下面来谈谈怎么做一个策略,定期清理历史备份.假设清理15天前的备份.

# On 备库节点,清理超过保留时间窗口的数据,一天一次,crontab: 1 6 * * * /usr/local/postgres/backupsh/purge_backup.sh >>/var/log/pg_run_log/purge_backup_5432.log 2>&1

vi /usr/local/postgres/backupsh/purge_backup_5432.sh

chmod 500 /usr/local/postgres/backupsh/purge_backup_5432.sh

#!/bin/bash

TIME=`date +%F`

echo -e "$TIME : Delete Archivelog From Primary Host Dir.\n"

find /data/recoverydir/pg_arch/* -mtime +15 -exec rm -rf {} \;

echo -e "$TIME : Delete Archivelog From Backup Host Dir.\n"

find /data1/pg_backup/arch_backup/* -mtime +15 -exec rm -rf {} \;

echo -e "$TIME : Delete Datafile From Backup Host Dir.\n"

for i in `ls -1rt /data1/pg_backup/|grep data_backup_|head --lines=-1`

do

rm -rf /data1/pg_backup/$i

done

# 至此,清楚历史备份也部署好了.

下面来谈谈PITR,基于时间点的恢复测试.

# On 备库节点,数据恢复测试,数据恢复

mkdir /data1/pg_backup/data_backup_$DATE/pg_xlog

chown -R postgres:postgres /data1/pg_backup

chmod 700 /data1/pg_backup/data_backup_$DATE

rm -f /data1/pg_backup/data_backup_$DATE/recovery.done

# 编辑配置文件postgresql.conf,修改监听端口与本地已经存在的端口分开.
++++
● 任务要求:
1/ 这段备份说明假设要清理多少天前的备份?
2/ 把这段备份说明中从“# On 备库节点,数据恢复测试,数据恢复”一直到“口与本地已经存在的端口分开.”的内容原样重复一遍。
这些材料用不到。

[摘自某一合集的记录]
++++
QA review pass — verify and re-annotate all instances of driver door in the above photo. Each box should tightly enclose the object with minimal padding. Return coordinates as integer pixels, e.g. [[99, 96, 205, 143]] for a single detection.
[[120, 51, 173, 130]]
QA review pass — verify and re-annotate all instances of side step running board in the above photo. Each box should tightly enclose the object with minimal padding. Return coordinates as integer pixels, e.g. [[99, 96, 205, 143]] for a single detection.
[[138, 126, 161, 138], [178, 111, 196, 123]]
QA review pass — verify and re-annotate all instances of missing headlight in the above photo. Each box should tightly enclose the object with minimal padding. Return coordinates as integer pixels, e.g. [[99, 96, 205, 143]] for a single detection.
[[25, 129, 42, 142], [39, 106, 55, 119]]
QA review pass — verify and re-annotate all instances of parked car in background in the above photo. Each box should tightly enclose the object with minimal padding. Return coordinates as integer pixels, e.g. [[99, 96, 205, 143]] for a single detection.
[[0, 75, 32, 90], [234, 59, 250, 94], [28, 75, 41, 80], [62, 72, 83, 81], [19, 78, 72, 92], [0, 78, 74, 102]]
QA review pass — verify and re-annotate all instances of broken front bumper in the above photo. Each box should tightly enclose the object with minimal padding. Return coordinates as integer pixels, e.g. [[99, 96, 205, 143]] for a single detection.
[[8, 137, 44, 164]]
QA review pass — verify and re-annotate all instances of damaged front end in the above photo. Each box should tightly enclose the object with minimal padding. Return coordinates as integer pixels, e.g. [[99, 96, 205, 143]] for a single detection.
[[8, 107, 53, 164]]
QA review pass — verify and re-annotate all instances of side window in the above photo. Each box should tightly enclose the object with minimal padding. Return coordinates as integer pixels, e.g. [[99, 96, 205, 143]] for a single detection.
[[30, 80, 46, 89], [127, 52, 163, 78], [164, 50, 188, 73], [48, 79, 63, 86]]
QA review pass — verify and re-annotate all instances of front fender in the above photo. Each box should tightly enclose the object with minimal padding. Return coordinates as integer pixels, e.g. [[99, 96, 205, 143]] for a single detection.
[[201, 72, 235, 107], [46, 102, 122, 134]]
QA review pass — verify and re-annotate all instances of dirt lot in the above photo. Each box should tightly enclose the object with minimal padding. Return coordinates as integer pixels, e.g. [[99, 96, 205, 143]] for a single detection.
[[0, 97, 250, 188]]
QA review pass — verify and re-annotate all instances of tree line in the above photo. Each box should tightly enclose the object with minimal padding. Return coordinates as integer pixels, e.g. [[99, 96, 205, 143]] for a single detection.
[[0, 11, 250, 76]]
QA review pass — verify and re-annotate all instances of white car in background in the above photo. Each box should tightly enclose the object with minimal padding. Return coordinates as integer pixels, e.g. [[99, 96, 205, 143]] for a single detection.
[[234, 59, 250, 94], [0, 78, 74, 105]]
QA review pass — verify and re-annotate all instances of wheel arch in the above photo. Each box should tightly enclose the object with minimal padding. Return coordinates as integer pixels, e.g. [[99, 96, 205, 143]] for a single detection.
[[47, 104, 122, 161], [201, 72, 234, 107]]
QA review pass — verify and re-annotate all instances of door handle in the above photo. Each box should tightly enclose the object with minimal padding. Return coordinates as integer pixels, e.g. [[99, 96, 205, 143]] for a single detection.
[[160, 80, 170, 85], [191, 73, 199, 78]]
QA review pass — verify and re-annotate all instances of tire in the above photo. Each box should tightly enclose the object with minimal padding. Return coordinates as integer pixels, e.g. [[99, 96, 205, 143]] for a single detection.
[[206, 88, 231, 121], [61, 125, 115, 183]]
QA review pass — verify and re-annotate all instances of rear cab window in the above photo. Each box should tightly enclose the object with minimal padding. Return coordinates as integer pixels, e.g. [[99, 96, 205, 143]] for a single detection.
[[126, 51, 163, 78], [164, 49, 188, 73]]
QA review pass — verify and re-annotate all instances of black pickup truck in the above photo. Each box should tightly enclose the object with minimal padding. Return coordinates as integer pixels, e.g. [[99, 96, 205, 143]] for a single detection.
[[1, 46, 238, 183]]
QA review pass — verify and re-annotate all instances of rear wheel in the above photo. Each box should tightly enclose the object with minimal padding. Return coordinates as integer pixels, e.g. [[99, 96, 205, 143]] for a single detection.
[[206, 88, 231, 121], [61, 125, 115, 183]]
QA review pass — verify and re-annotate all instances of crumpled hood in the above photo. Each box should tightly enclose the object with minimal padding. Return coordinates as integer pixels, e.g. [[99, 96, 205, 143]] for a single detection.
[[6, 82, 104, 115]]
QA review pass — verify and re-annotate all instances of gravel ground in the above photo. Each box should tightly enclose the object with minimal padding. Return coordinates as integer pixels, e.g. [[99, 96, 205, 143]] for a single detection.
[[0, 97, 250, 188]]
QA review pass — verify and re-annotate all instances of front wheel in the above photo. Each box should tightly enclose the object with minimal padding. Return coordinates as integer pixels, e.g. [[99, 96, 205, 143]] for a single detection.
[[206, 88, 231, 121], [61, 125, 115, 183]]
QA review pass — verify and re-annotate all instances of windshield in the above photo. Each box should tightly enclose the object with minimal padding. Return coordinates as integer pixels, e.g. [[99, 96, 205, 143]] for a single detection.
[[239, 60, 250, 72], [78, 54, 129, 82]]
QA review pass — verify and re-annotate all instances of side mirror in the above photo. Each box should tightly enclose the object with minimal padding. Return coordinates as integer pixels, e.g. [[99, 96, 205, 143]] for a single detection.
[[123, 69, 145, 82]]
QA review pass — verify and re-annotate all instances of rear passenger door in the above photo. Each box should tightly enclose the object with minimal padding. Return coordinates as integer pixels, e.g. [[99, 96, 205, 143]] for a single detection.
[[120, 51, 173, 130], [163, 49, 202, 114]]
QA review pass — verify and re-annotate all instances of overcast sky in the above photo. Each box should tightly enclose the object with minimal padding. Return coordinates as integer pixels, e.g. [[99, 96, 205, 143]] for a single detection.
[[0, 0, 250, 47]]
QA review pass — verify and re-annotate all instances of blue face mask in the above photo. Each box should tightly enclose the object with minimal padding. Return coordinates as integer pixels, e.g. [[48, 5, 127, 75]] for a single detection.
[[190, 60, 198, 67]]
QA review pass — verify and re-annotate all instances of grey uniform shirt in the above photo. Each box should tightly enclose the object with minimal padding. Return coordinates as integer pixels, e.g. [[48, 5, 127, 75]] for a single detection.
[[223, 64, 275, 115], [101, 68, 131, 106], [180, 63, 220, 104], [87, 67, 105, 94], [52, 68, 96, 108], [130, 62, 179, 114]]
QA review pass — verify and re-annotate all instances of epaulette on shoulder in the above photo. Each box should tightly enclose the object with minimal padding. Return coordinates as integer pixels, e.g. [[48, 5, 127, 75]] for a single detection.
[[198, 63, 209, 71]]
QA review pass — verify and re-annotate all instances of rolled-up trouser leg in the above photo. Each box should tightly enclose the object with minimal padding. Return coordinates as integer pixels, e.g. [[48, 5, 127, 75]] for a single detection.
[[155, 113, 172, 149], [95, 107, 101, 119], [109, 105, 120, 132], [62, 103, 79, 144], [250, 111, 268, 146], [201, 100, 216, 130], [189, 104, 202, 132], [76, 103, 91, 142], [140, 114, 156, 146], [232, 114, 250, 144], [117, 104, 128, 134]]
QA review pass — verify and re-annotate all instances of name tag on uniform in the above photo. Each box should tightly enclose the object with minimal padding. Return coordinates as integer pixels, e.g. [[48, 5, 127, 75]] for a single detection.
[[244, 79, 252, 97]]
++++
● 各题答案:
1/ 15天前的备份。

2/
# On 备库节点,数据恢复测试,数据恢复

mkdir /data1/pg_backup/data_backup_$DATE/pg_xlog

chown -R postgres:postgres /data1/pg_backup

chmod 700 /data1/pg_backup/data_backup_$DATE

rm -f /data1/pg_backup/data_backup_$DATE/recovery.done

# 编辑配置文件postgresql.conf,修改监听端口与本地已经存在的端口分开.